> _EXCERTO PARA LEITURA_
★ ★ ★ ★
Os fogos de artifício estouraram,
no momento em que, depois de 580 dias, o ex-Presidente brasileiro Lula da Silva
entrou no Sindicato dos Trabalhadores, em São Bernardo do Campo, o berço
político do metalúrgico que promete fazer renascer a oposição num país com
acentuadas divisões internas. A prisão acabou mas a tensão está longe do fim.
Para já, todas as atenções estão focadas no primeiro grande discurso de Lula,
previsto para o fim da tarde deste sábado
Agora que chegaram ao fim os 580
dias de Luís Inácio Lula da Silva nas instalações da Polícia Federal, em
Curitiba, o Brasil pergunta-se o que vai acontecer. De regresso ao local de
onde saiu para a prisão, o ex-Presidente brasileiro regressa para relançar
a oposição ao governo de Jair Bolsonaro. Mas este objetivo não será fácil de
conquistar num país que acordou tão dividido como estava no momento em que Lula
desapareceu dos palanques.
★ ★ ★ ★
> _DADOS A UTILIZAR_
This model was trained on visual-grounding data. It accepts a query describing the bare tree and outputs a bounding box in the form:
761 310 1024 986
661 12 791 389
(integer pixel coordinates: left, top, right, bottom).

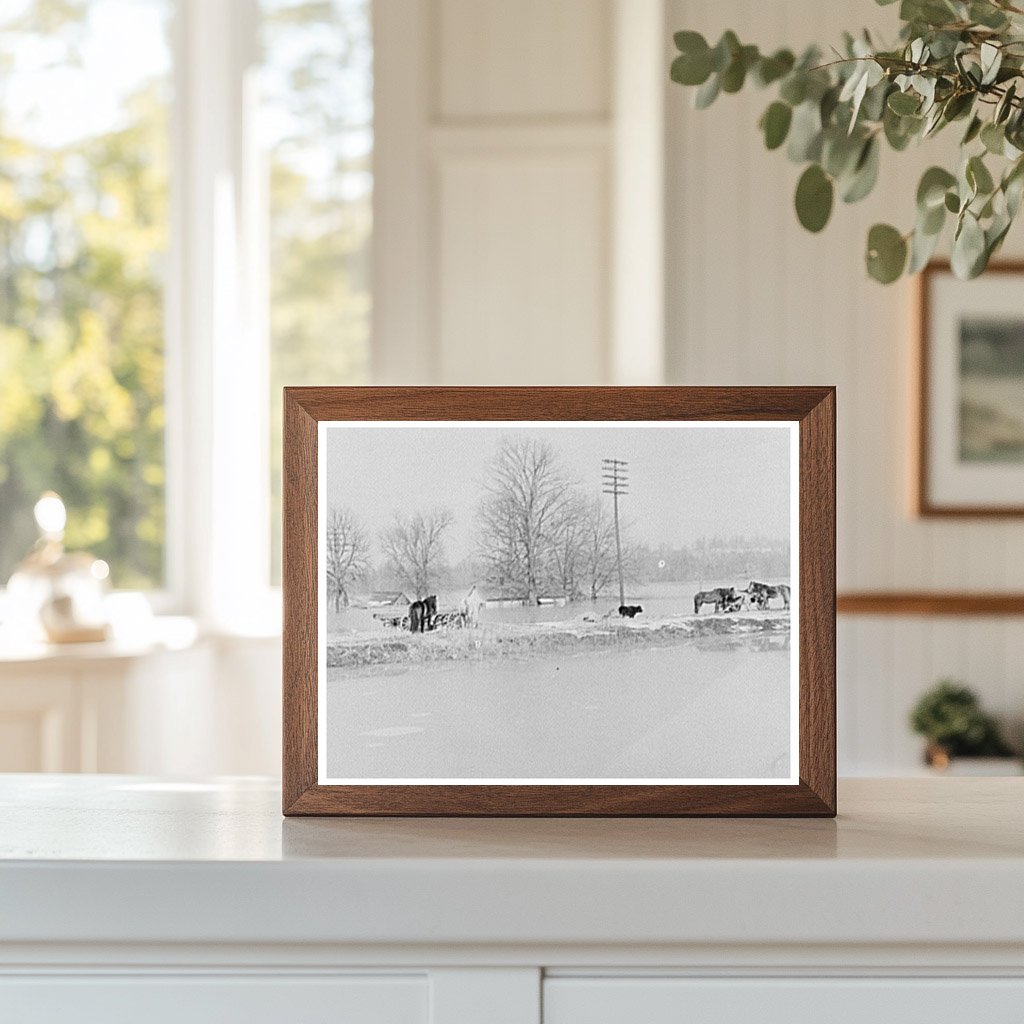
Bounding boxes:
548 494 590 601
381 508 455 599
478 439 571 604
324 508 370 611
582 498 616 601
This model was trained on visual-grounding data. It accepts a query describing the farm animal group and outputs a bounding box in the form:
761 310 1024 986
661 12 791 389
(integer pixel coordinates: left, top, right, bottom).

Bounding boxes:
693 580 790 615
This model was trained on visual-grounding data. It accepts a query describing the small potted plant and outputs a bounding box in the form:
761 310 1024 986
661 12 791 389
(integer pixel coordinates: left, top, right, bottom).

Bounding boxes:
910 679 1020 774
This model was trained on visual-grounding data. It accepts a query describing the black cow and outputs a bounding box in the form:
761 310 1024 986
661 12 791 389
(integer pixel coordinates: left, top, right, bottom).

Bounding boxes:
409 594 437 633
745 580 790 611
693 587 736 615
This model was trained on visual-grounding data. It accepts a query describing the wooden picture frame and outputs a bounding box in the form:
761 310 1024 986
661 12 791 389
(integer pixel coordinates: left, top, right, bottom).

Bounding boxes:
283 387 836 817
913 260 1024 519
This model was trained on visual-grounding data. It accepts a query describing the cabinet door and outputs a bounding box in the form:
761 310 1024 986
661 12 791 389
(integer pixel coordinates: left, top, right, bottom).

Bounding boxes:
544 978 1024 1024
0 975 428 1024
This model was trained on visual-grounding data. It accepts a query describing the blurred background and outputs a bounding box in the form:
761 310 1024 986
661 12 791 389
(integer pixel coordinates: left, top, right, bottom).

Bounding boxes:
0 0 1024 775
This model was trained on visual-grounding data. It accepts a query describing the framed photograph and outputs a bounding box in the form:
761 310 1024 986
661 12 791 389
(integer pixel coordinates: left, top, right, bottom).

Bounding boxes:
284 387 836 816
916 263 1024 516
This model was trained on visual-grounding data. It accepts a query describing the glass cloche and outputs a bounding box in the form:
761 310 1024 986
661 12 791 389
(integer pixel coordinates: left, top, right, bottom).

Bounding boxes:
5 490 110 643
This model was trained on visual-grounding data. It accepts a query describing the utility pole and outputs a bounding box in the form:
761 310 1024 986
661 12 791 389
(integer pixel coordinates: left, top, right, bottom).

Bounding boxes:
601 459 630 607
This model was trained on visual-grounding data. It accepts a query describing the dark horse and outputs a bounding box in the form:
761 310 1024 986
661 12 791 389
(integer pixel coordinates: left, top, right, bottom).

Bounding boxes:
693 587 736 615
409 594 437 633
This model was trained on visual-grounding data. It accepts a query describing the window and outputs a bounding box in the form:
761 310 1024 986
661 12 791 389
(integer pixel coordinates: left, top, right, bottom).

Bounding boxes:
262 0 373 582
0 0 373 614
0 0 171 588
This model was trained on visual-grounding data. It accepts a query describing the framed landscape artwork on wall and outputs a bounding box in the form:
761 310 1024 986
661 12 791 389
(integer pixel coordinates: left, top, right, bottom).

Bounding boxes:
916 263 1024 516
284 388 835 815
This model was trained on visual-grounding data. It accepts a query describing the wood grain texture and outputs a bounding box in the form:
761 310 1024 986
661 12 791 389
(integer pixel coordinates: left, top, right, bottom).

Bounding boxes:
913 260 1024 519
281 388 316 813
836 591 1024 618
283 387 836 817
★ ★ ★ ★
> _INSTRUÇÕES_
- a) Repita na íntegra, sem qualquer alteração, o excerto sobre a saída de Lula da Silva da prisão.
- b) Reproduza fielmente, e apenas elas, as linhas da listagem compreendidas entre a que contém "describing the cabinet" e a que contém "0 0 1024 775", ambas incluídas.

> _TAREFAS RESOLVIDAS_
- a)
Os fogos de artifício estouraram,
no momento em que, depois de 580 dias, o ex-Presidente brasileiro Lula da Silva
entrou no Sindicato dos Trabalhadores, em São Bernardo do Campo, o berço
político do metalúrgico que promete fazer renascer a oposição num país com
acentuadas divisões internas. A prisão acabou mas a tensão está longe do fim.
Para já, todas as atenções estão focadas no primeiro grande discurso de Lula,
previsto para o fim da tarde deste sábado
Agora que chegaram ao fim os 580
dias de Luís Inácio Lula da Silva nas instalações da Polícia Federal, em
Curitiba, o Brasil pergunta-se o que vai acontecer. De regresso ao local de
onde saiu para a prisão, o ex-Presidente brasileiro regressa para relançar
a oposição ao governo de Jair Bolsonaro. Mas este objetivo não será fácil de
conquistar num país que acordou tão dividido como estava no momento em que Lula
desapareceu dos palanques.

- b)
This model was trained on visual-grounding data. It accepts a query describing the cabinet door and outputs a bounding box in the form:
761 310 1024 986
661 12 791 389
(integer pixel coordinates: left, top, right, bottom).

Bounding boxes:
544 978 1024 1024
0 975 428 1024
This model was trained on visual-grounding data. It accepts a query describing the blurred background and outputs a bounding box in the form:
761 310 1024 986
661 12 791 389
(integer pixel coordinates: left, top, right, bottom).

Bounding boxes:
0 0 1024 775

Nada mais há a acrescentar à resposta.